───── SOURCE PASSAGE

Pevek (Russian: Певек) is an Arctic port town and the administrative center of Chaunsky District of Chukotka Autonomous Okrug, Russia, located on Chaunskaya Bay (part of the East Siberian Sea) on a peninsula on the eastern side of the bay facing the Routan Islands, above the Arctic Circle, about 640 kilometers (400 mi) northwest of Anadyr. It is the northernmost town in Russia and in Asia. Population: 4,161 (2010 Census preliminary results); 5,206 (2002 Census); 12,915 (1989 Census).
Municipally, the town is subordinated to Chaunsky Municipal District and together with Apapelgino and Yanranay is incorporated as Pevek Urban Settlement. The town is a modern settlement established after World War I to provide a port for the export of minerals as part of the expanding Northern Sea Route. During the 1940s and 1950s, the area surrounding Pevek was the site of several GULAGs where prisoners mined uranium. In recent years though many of the mines have been shown to be uneconomic and have closed, causing many residents to move to more central regions in Russia and for the port infrastructure to decay.
The area around Pevek was known to western Russians by the middle of the 18th century as the records of the second Kamchatka Expedition document the discovery of Cape Shelag, with further references to the cape being made in the records of the Billings expedition, with Russian explorers first describing Chaunskaya Bay in the 1760s.
The earliest records of the area now known as Pevek being inhabited were made by the writer Tikhon Semushkin, who discovered a Chukchi hunting lodge and yaranga in 1926. By the mid-1930s, Pevek was an important port in the region, due to the natural harbour provided by Chaunskaya Bay, the expansion of the Northern Sea Route and the discovery of tin at the Pyrkakay mine (which would later be renamed Krasnoarmeysky) some 40 miles away. The discovery of minerals throughout this region meant Pevek had an important part to play in importing the required plant and machinery and exporting the extracted minerals and by 1950, the settlement had nearly 1500 people living in it.

──────────

**EXERCISE REQUIREMENTS:**
a) From the Pevek text, copy the passage from "Municipally, the town" up to and including "infrastructure to decay.".
b) Answer these questions using the Pevek text:
(i) How far is Pevek from Anadyr, and in which direction?
(ii) What did prisoners mine in the GULAGs around Pevek during the 1940s and 1950s?
(iii) Who made the earliest records of the area being inhabited, and in what year?
c) Render this sentence from the Pevek text in Spanish: "It is the northernmost town in Russia and in Asia."

───── INFORMATION PROVIDED

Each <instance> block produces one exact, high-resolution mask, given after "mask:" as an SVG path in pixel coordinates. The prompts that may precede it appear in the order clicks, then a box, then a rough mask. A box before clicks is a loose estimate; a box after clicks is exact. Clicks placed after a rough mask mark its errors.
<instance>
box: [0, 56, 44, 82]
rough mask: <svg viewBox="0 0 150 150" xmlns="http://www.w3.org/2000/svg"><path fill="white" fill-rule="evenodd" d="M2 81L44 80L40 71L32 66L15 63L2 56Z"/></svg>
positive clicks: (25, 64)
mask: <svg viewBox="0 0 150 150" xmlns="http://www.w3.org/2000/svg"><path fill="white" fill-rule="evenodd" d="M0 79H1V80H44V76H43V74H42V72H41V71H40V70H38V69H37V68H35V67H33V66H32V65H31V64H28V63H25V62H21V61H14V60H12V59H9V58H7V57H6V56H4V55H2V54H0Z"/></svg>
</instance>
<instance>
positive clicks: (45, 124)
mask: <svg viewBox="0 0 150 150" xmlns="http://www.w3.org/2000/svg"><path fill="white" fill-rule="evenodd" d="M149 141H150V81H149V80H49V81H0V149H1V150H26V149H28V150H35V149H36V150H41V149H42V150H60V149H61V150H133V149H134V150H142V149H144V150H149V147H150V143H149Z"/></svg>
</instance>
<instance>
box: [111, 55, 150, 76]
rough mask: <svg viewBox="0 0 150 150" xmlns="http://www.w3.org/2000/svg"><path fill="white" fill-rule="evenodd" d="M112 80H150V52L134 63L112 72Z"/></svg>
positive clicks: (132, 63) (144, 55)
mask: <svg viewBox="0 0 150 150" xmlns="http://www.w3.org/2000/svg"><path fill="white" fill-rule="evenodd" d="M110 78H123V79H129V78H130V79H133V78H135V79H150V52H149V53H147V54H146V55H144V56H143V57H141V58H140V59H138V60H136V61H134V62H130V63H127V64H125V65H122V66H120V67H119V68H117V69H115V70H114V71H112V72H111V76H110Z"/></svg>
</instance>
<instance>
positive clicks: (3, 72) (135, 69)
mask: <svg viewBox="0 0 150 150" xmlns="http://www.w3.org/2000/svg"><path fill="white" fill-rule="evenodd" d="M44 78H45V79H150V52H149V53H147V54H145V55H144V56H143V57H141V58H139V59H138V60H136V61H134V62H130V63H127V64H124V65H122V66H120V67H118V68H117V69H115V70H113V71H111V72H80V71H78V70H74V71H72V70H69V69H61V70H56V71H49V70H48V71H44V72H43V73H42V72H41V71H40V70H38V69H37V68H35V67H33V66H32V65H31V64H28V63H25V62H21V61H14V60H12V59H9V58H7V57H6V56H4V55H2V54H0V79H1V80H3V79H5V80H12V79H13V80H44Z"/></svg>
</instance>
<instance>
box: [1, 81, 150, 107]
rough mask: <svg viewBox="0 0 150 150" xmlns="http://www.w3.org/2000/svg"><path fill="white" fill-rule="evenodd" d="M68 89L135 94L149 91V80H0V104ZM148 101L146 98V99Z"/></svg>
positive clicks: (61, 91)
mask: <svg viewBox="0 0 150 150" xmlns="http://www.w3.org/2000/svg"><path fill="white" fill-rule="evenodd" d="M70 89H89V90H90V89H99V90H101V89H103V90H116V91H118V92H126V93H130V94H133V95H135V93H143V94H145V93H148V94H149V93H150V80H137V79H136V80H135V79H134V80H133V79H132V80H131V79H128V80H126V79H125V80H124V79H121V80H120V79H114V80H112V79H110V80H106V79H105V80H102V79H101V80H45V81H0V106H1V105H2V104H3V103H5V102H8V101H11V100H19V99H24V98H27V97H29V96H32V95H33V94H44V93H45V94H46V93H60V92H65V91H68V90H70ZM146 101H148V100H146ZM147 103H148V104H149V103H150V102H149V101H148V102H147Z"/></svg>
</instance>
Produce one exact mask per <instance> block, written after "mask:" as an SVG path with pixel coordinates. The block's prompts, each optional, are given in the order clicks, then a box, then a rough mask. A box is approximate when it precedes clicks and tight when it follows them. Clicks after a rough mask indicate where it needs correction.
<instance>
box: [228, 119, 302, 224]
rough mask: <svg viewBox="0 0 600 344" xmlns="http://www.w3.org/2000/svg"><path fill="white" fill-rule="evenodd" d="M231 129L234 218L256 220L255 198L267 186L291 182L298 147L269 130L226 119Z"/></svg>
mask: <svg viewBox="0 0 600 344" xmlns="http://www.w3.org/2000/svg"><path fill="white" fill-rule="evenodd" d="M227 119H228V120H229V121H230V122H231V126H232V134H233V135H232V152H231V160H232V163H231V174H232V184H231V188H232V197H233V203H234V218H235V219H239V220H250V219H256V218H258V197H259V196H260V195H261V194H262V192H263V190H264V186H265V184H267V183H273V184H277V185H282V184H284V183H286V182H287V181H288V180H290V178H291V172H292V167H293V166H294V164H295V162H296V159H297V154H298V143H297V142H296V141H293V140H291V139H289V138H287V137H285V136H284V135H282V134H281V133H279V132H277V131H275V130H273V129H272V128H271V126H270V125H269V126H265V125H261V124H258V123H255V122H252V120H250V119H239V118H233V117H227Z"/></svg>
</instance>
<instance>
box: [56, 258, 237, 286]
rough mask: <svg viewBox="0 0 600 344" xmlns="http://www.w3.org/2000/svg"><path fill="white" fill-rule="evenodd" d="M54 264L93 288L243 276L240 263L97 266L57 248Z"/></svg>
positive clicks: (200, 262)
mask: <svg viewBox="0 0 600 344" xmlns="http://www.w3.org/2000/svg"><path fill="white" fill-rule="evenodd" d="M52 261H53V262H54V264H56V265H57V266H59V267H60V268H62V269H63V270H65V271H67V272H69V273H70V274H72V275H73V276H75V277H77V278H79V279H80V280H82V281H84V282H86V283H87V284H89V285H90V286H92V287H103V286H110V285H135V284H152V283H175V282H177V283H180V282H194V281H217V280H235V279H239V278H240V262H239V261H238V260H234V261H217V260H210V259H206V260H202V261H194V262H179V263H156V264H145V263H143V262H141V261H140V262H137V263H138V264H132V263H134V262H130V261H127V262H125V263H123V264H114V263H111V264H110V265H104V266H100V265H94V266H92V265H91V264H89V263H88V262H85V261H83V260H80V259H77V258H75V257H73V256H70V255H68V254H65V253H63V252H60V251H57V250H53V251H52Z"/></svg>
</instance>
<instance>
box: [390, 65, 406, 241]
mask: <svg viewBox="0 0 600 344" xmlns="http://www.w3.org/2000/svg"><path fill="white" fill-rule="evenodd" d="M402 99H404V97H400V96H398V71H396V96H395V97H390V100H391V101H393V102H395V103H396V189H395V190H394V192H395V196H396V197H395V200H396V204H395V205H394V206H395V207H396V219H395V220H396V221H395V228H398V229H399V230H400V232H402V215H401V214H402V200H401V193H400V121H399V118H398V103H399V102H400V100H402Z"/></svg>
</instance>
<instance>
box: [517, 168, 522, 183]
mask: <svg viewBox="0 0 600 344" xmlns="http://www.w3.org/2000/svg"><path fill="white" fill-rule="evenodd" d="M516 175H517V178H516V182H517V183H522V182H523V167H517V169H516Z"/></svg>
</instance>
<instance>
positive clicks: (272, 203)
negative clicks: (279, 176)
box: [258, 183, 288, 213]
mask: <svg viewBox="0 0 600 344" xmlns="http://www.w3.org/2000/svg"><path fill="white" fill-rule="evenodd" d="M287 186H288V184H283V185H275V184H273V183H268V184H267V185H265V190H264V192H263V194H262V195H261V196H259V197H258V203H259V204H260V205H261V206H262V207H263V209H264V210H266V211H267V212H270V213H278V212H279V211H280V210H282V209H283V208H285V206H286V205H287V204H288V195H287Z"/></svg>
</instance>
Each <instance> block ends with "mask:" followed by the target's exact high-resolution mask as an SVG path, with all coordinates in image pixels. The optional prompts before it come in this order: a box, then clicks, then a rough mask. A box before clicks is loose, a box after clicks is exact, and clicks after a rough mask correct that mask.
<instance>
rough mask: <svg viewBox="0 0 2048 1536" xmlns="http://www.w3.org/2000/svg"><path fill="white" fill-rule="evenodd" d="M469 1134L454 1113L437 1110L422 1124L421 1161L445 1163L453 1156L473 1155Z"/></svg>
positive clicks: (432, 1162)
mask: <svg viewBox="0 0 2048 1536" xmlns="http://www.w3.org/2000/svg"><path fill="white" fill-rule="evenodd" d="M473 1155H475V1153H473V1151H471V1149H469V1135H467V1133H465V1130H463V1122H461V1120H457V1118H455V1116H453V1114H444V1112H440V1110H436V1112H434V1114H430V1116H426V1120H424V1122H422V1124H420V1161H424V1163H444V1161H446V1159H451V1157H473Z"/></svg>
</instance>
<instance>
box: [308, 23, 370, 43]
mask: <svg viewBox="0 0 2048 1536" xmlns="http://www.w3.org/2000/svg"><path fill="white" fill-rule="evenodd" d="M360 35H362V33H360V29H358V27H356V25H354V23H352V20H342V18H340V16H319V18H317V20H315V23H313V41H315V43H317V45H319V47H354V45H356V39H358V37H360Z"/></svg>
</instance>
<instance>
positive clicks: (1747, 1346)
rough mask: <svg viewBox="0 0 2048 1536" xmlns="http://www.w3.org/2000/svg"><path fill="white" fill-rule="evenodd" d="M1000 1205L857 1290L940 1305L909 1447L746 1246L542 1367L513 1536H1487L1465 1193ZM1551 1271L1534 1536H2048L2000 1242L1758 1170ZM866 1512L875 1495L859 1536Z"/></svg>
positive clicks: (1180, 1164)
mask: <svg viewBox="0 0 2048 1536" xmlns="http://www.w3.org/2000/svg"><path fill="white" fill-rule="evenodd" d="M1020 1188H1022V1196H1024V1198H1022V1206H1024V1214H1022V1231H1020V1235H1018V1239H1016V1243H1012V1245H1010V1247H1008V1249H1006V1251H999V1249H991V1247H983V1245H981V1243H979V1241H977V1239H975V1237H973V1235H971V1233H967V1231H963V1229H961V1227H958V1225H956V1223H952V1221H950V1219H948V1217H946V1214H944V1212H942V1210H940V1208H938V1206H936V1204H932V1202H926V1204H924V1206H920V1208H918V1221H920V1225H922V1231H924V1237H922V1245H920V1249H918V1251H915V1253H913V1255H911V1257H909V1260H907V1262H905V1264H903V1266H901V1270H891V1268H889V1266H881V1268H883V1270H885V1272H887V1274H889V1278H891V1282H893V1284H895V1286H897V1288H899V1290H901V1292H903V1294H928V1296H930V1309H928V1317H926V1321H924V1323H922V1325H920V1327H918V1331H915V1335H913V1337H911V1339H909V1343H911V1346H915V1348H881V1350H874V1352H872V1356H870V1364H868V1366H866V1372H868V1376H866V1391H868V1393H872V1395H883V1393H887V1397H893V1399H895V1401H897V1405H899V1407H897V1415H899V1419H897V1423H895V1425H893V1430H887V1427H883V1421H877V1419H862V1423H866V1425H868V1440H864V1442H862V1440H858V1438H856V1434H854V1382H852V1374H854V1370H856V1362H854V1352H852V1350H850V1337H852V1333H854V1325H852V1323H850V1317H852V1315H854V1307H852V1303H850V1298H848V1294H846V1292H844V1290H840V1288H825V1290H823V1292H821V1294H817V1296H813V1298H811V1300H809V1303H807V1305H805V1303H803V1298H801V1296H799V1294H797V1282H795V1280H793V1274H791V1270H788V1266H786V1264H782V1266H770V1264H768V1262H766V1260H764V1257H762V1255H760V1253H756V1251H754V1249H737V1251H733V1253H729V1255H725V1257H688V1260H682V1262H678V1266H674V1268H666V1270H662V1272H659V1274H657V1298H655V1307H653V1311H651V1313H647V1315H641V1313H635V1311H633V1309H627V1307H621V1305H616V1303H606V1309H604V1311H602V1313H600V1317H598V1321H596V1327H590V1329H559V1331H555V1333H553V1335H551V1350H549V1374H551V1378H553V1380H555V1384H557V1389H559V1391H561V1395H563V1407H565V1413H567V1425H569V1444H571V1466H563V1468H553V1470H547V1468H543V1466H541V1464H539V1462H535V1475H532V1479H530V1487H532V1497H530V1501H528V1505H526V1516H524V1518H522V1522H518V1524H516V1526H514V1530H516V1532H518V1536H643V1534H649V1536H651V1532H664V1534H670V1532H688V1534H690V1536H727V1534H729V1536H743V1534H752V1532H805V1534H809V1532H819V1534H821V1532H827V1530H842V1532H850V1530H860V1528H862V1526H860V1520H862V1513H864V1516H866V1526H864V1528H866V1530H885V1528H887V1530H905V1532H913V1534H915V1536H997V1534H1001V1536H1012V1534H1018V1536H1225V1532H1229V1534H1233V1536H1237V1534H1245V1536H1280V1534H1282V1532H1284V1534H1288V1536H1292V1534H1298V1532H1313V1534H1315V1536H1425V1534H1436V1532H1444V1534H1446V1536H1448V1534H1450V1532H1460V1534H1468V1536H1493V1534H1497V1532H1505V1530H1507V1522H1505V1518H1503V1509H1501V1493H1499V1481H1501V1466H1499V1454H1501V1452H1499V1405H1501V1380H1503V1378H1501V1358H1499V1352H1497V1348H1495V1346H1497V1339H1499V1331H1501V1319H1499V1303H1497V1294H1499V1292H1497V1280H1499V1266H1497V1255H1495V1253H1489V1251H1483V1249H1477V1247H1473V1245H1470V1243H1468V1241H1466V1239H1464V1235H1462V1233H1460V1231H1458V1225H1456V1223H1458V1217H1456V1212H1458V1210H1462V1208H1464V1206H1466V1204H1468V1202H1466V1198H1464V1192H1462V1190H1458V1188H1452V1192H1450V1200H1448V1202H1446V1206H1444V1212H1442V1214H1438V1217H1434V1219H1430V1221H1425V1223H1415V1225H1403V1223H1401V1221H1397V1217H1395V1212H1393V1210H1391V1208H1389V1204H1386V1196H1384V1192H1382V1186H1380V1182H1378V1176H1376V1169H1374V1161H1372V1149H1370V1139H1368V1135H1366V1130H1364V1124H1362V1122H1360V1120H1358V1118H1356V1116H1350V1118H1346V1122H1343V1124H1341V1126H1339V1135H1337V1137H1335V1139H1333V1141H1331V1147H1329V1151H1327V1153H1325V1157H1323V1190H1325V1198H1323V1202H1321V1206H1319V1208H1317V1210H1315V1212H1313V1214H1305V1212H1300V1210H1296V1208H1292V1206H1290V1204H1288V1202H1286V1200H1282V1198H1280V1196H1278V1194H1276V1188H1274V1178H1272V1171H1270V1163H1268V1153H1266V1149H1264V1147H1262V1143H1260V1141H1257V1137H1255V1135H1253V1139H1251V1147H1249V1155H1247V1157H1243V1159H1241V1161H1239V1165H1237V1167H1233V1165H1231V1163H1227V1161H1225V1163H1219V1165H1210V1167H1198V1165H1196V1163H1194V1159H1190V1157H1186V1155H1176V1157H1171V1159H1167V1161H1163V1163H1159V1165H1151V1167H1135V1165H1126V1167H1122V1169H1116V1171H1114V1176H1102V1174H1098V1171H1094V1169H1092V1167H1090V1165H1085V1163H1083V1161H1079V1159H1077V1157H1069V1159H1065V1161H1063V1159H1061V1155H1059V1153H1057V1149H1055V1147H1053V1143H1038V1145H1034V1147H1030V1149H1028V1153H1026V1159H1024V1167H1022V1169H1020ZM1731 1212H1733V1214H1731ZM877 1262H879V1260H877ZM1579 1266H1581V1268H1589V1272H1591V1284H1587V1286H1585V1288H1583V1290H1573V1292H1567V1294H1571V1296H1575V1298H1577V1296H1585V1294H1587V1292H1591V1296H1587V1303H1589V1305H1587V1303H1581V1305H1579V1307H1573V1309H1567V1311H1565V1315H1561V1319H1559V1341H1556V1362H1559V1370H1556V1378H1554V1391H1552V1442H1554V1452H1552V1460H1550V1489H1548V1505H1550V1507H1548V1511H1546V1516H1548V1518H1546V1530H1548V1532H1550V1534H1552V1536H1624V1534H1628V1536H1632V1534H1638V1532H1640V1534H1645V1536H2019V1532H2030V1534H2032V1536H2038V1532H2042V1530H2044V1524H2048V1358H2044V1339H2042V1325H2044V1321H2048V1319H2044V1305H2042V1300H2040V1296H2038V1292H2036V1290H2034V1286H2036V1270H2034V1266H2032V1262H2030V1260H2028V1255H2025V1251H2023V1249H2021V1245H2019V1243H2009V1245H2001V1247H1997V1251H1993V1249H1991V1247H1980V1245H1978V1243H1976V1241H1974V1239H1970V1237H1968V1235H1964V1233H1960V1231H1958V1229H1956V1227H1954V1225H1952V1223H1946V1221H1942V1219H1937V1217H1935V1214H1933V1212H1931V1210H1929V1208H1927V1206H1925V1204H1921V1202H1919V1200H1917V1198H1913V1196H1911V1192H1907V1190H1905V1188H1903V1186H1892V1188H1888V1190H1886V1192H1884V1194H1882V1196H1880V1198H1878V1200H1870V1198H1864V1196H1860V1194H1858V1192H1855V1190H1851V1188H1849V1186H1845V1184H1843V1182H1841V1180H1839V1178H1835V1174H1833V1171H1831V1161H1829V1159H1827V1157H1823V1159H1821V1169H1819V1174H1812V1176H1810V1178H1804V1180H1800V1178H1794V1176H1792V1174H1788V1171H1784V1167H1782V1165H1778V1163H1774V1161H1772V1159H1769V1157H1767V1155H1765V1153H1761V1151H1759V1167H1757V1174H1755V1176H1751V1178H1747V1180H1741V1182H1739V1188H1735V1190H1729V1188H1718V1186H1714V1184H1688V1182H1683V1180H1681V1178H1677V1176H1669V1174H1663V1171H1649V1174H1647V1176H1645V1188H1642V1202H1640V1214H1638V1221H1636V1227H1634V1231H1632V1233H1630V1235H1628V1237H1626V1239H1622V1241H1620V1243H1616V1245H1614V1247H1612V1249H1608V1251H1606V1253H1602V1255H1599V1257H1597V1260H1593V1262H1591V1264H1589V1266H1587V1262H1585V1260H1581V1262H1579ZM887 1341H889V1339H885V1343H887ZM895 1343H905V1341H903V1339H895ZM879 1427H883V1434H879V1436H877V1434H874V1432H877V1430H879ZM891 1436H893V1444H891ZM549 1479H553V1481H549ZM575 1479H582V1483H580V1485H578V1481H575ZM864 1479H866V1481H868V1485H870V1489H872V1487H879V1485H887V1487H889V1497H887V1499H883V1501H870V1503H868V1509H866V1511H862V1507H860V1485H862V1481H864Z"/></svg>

──────────

**SOLVED TASKS:**
a)
Municipally, the town is subordinated to Chaunsky Municipal District and together with Apapelgino and Yanranay is incorporated as Pevek Urban Settlement. The town is a modern settlement established after World War I to provide a port for the export of minerals as part of the expanding Northern Sea Route. During the 1940s and 1950s, the area surrounding Pevek was the site of several GULAGs where prisoners mined uranium. In recent years though many of the mines have been shown to be uneconomic and have closed, causing many residents to move to more central regions in Russia and for the port infrastructure to decay.

b)
(i) About 640 kilometers (400 mi) northwest of Anadyr.
(ii) Uranium.
(iii) The writer Tikhon Semushkin, in 1926.

c) Es la ciudad más septentrional de Rusia y de Asia.